» **Your goal**
Set down every entry exactly as it was written.

» **Exercise material**

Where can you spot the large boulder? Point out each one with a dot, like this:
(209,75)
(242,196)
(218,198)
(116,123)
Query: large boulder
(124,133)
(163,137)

» **Answer to the exercise**
Where can you spot the large boulder? Point out each one with a dot, like this:
(209,75)
(242,196)
(218,198)
(116,123)
Query: large boulder
(124,133)
(163,137)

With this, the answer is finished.